[YOUR INSTRUCTIONS]
Take the line containing "I would appreciate it if you could identify the blue" and every line after it in the data below, and print them exactly as given, with nothing else.

[EXERCISE DATA]
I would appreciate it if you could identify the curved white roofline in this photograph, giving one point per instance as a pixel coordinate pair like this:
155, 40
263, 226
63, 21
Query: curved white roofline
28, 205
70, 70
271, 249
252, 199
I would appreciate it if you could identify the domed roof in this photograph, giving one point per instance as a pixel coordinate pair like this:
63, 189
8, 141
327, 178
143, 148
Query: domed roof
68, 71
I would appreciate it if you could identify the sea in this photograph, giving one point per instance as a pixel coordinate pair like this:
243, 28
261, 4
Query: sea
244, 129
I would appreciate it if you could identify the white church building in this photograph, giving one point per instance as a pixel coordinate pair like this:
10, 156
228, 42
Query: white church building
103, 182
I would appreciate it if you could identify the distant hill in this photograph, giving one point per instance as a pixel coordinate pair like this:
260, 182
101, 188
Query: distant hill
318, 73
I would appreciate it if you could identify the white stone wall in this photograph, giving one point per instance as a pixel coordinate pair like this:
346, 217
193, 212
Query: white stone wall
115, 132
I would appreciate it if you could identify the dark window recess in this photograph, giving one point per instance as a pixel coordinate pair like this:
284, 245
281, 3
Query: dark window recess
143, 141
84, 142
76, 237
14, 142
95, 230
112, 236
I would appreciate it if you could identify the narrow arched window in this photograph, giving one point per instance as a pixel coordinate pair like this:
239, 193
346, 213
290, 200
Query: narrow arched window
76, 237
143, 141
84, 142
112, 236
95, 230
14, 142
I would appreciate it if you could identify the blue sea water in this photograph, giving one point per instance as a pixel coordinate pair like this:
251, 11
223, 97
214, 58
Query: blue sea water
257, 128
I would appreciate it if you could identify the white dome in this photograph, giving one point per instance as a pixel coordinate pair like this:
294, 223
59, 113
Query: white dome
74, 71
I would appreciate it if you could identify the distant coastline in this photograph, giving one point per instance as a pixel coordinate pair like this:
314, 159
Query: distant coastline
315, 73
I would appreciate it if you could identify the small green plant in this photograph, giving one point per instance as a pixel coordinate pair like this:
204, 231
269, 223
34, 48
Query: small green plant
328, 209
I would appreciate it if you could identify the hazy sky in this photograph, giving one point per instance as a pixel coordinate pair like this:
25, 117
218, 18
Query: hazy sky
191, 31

[REPLY TO THE EXERCISE]
I would appreciate it if you could identify the blue sea water in this photograph, giving one point per instance as a pixel coordinate pair like this:
251, 11
223, 97
214, 58
Query: blue sea water
257, 128
I would appreciate it if you could identify the white dome in this photograph, giving one point per instance as a pixel coordinate pair like this:
294, 223
59, 113
Query: white dome
74, 71
I would appreciate it if you could identify the distant coastline in this photograph, giving one point per instance as a pixel coordinate pair like this:
314, 159
Query: distant coastline
315, 73
I would appreciate it if you could identify the small green plant in this photograph, giving one point per instance as a pixel coordinate pair like this:
204, 231
269, 223
34, 48
Query: small green plant
328, 209
I would appreciate it if you could identify the hazy sky in this photograph, giving one point per instance as a pixel coordinate pair like this:
25, 117
218, 18
Query: hazy sky
191, 31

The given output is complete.